Which lines run from the one containing "point: player's face" to the end of the entries? Quote them exactly, and nothing else.
═══ Record list ═══
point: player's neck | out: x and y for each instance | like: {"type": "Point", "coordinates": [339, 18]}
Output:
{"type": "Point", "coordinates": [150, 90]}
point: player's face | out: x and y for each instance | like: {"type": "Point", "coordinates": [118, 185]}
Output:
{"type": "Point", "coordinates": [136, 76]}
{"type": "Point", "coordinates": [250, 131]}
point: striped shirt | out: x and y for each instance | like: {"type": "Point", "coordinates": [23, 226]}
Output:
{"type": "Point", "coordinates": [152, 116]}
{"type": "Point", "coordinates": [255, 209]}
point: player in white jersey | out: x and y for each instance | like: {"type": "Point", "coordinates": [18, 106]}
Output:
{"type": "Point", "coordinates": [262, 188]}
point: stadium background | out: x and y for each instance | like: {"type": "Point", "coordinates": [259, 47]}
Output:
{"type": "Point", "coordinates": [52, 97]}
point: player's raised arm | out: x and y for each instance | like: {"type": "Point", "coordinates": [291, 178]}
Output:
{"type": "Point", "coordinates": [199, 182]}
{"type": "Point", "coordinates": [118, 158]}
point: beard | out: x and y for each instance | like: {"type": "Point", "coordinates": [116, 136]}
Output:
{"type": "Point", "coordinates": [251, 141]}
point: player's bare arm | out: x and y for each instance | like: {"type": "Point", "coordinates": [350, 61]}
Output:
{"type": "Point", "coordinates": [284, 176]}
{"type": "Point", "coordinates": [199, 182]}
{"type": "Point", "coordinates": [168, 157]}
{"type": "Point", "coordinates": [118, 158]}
═══
Exercise solution:
point: player's face | out: x and y for each instance | like: {"type": "Point", "coordinates": [118, 185]}
Output:
{"type": "Point", "coordinates": [136, 76]}
{"type": "Point", "coordinates": [250, 131]}
point: striped shirt | out: x and y for each instance | like: {"type": "Point", "coordinates": [23, 226]}
Output:
{"type": "Point", "coordinates": [152, 116]}
{"type": "Point", "coordinates": [255, 209]}
point: player in white jersey | out: x and y for each instance | like: {"type": "Point", "coordinates": [18, 106]}
Output:
{"type": "Point", "coordinates": [262, 188]}
point: stadium background | out: x and y for each instance | like: {"type": "Point", "coordinates": [259, 47]}
Output:
{"type": "Point", "coordinates": [52, 97]}
point: player's raised arm | out: x and y for each instance | like: {"type": "Point", "coordinates": [291, 178]}
Output:
{"type": "Point", "coordinates": [199, 182]}
{"type": "Point", "coordinates": [118, 158]}
point: beard | out: x and y for each instance | like: {"type": "Point", "coordinates": [116, 136]}
Output:
{"type": "Point", "coordinates": [251, 141]}
point: player's bare arm | out: x and y for each instance | like: {"type": "Point", "coordinates": [350, 61]}
Output:
{"type": "Point", "coordinates": [284, 176]}
{"type": "Point", "coordinates": [199, 182]}
{"type": "Point", "coordinates": [168, 157]}
{"type": "Point", "coordinates": [118, 158]}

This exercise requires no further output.